(Named-object pointing records)
○ ○ ○
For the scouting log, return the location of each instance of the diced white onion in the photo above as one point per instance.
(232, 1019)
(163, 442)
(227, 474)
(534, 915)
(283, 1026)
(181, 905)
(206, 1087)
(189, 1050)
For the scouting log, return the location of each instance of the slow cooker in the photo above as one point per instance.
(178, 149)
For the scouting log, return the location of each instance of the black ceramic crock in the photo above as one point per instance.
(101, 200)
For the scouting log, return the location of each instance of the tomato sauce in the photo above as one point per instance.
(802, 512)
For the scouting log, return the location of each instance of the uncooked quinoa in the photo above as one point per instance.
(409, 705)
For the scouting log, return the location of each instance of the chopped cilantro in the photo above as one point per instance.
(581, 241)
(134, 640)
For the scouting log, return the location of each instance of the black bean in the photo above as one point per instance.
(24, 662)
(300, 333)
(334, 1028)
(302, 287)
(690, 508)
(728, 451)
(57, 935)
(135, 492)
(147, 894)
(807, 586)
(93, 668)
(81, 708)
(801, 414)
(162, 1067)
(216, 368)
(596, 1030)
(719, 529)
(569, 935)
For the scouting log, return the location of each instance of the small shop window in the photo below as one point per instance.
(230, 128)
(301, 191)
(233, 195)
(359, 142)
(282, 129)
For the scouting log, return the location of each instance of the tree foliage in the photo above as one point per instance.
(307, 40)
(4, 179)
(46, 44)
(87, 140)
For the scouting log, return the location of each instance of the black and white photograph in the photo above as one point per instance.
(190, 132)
○ ○ ○
To do ▸
Each line of the listing above should be output exactly.

Expected answer ▸
For the scouting log, return the location of each instance of the diced white onion in the photo above as one point per instance.
(232, 1019)
(163, 442)
(227, 474)
(534, 915)
(283, 1026)
(181, 905)
(206, 1087)
(189, 1050)
For the scouting log, return the location of each instance of the slow cooker in the photo above as one point per instance.
(178, 149)
For the scouting log, return the location of each instance of the black ceramic crock in the photo above as one point per instance.
(101, 200)
For the scouting log, return the location of each instance of the tomato sauce in the photo above as one point per instance.
(802, 512)
For the scouting log, return the location of each instance of the uncooked quinoa in the photo above as one point per instance.
(409, 705)
For the scouting log, return the location of each instance of the chopped cilantro in the photo above as one point per instance.
(581, 241)
(134, 640)
For the scouting log, return the location of each instance of the black bean in the photo above as one point per instance.
(24, 662)
(300, 333)
(334, 1028)
(302, 287)
(690, 508)
(728, 451)
(57, 935)
(135, 492)
(147, 894)
(807, 586)
(93, 668)
(81, 708)
(801, 414)
(162, 1067)
(216, 368)
(596, 1030)
(719, 529)
(569, 935)
For the scouting log, return the location of each instance of the small shop window in the photo below as one point per instance.
(230, 128)
(301, 191)
(233, 195)
(359, 142)
(282, 129)
For the scouting log, return the location of each instance of the tree foliage in the photo above as one point per instance.
(307, 40)
(4, 179)
(46, 44)
(87, 140)
For the scouting log, return the location of each instance of the black and white photograph in the photo above as one point per instance.
(190, 132)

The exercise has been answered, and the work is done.